> [DOCUMENT]
-- -- --

# Liquid masking?



## SpaceCrawler

Are there any good liquid masking products available these days? I have something I need to paint and masking with tape just ain't cutting it.

Sean


----------



## Frankie Boy

In one of his WIP posts, buzzconroy talked about using silly putty as a great masking alternative to tape. I believe he said that there is one type of silly putty that is preferred (or one to avoid). 

Maybe that might work for you, and hopefully he'll chime in here with his experience with this.


----------



## Magesblood

My favorite is EZ-Mask. It's the blueish green stuff. Haven't used it since the Enterprise-C first hit the shelves back in the late nineties.


----------



## Poseidon

I live in Los Angeles, and have found a product at a local craft store called Michael's. The product is put out under the name Susan Scheewe Blue Masking Fluid. There is also a website for Susan's products; http://grignonsart.com/Art_Supplies/Susan_Scheewe/Susan_Scheewe_Mediums.htm
I find this works as a great liquid mask. I apply it with a toothpick.


----------



## razorwyre1

try liquid latex. a.k.a. latex mold rubber. paint on, allow to dry, peel off when done. 
also you get about a pint of the latex marketed as mold rubber for about the same $ as a small amount of liquid masks.


----------



## John P

http://www.squadron.com/NoStock.asp?item=MY0007

Well, except for the damn "out of stock" notice. This is what I use.


----------



## djnick66

I am not a huge fan of liquid masking solutions for a number of reasons.

They can bond to underlaying layers of paint if you are doing something like camoufalge, especially if you use flat paints. They can be VERY hard to remove sometimes. They should be removed ASAP after painting.

On things like clear parts they often draw back or bead up, giving a ragged edge. Yes you can apply repeated coats and layers but with the time it takes you could mask a canopy with tape faster and cleaner.

You often get a ragged or uneven edge with the stuff.

I have had poor luck with the Micro Mask stuff. It is also (at least when I used it) virtually transparent so its hard to see on clear parts.

Gunze's Mr. Mask Neo Type is pretty good.

I had decent luck with Humbrol Maskol.

Parma has a liquid mask available in your hobby shops RC Car department. This stuff might be the best I have found.

I did just buy some Vallejo liquid mask but I have not used it yet.

Grumbacher makes some that is aparently good but I have not used it either.


----------



## veedubb67

I use a liquid latex product called "Mold Builder". Found it at Michaels or Hoby Lobby a couple of years ago and it works great.

-- -- --

Coordinate annotation lines:

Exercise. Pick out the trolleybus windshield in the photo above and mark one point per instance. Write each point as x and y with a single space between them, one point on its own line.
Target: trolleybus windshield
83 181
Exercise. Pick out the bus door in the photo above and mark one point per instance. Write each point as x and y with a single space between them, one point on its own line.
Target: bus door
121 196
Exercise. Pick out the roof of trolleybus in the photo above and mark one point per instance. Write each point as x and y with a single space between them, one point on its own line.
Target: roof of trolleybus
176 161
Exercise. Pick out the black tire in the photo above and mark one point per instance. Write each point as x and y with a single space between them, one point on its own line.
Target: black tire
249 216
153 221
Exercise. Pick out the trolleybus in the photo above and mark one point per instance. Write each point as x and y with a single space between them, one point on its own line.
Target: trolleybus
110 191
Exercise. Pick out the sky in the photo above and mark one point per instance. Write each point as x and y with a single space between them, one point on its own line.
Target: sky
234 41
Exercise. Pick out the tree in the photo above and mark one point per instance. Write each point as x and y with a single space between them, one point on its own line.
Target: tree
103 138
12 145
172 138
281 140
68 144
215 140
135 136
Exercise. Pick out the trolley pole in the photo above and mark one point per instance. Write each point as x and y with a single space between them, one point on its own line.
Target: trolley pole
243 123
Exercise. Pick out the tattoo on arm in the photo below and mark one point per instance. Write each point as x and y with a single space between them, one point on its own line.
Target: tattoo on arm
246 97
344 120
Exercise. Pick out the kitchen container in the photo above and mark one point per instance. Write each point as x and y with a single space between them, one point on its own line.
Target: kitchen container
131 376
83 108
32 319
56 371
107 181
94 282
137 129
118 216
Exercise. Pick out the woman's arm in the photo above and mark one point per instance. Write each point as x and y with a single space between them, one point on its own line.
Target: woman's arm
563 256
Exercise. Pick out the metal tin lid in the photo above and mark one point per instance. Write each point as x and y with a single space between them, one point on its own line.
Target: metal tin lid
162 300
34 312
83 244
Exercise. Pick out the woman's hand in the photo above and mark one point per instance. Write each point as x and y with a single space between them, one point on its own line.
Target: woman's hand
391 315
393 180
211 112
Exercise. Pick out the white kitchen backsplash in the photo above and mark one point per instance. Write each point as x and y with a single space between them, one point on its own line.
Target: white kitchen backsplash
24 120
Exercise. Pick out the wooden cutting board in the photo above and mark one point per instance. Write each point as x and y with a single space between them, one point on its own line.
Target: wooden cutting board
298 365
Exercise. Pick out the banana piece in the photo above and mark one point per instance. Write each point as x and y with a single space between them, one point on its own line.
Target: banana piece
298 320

-- -- --

> [GIVEN PROBLEM A] Give the username of every person who posts in the liquid masking thread.
> [GIVEN PROBLEM B] In the liquid masking thread, what does Poseidon apply the Susan Scheewe Blue Masking Fluid with?
> [GIVEN PROBLEM C] Go on with the liquid masking thread from its last post.

> [WRITTEN REPLY A] SpaceCrawler, Frankie Boy, Magesblood, Poseidon, razorwyre1, John P, djnick66, veedubb67

> [WRITTEN REPLY B] A toothpick.

> [WRITTEN REPLY C]
http://www.artmolds.com/product_details.cfm?product_id=177&page=0&cat_name=Latex Rubber

When working on figures, I like to paint the eyes first and then cover them with liquid latex to protect them.

You can also use Mold Builder to make texture stamps. I apply several coats to a textured area and let dry. Then I mix some Aves and apply to the back of the area. Once dry I have a texture stamp!

Rob
Iwata Padawan


----------



## btbrush

I agree with Rob. I've been using Mountain in Minutes Mold Builder liquid latex for years. One bottle has lasted all that time. I also use it to make my "latex/bondo" line-to-line fits. 
Also try Parafilm depending on your project needs.
Bruce


----------



## getter weevil

razorwyre1 said:


> try liquid latex. a.k.a. latex mold rubber. paint on, allow to dry, peel off when done.
> also you get about a pint of the latex marketed as mold rubber for about the same $ as a small amount of liquid masks.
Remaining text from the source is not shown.